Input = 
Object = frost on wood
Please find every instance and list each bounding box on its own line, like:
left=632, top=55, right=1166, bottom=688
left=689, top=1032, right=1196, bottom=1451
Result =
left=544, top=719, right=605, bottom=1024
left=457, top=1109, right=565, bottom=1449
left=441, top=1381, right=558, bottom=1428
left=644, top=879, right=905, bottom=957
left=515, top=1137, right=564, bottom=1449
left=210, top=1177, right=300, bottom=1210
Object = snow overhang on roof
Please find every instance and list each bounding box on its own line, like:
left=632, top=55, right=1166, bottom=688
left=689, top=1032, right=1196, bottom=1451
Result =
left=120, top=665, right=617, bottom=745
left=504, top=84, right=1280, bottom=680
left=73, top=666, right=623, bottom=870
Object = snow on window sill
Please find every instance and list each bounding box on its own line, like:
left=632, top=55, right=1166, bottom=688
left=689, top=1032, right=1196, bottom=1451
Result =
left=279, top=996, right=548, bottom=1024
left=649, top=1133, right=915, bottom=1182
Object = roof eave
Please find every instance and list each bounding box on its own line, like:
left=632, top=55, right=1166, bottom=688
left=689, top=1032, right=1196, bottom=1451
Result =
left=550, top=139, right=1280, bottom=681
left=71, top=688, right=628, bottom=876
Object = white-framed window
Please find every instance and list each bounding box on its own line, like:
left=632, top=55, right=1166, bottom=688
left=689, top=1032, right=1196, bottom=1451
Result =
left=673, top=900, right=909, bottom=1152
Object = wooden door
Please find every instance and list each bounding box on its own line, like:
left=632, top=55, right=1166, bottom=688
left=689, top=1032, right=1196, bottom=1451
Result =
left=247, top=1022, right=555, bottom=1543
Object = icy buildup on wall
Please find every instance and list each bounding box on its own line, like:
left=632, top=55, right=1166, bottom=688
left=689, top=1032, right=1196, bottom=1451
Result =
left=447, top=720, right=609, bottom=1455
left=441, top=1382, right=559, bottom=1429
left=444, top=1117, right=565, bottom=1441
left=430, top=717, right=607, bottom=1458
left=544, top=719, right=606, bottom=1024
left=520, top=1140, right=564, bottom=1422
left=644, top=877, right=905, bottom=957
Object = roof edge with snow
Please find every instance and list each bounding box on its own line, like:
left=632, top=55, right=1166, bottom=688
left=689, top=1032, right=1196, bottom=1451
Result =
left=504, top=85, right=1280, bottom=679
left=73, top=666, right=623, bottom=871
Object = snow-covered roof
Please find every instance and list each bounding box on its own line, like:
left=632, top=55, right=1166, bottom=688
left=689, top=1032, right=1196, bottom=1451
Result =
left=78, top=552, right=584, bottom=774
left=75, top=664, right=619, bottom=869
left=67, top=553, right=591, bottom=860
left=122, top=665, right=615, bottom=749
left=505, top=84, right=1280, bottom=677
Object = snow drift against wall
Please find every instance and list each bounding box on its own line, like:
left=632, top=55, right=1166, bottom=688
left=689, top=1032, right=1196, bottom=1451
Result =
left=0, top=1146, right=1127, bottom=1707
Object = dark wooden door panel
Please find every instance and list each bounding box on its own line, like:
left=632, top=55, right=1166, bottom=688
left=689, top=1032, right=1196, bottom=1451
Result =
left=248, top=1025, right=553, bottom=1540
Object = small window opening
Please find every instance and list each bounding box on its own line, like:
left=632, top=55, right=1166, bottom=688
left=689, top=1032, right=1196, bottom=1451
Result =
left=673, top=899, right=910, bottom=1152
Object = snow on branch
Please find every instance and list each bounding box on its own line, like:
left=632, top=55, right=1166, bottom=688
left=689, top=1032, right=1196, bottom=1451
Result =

※

# WORK ORDER
For each line above that contains the word "snow", make a copy.

# FINAL ANSWER
Object = snow overhang on roof
Object = snow on window sill
Object = roof edge with snow
Object = snow-covered roof
Object = snow drift against wall
Object = snow on branch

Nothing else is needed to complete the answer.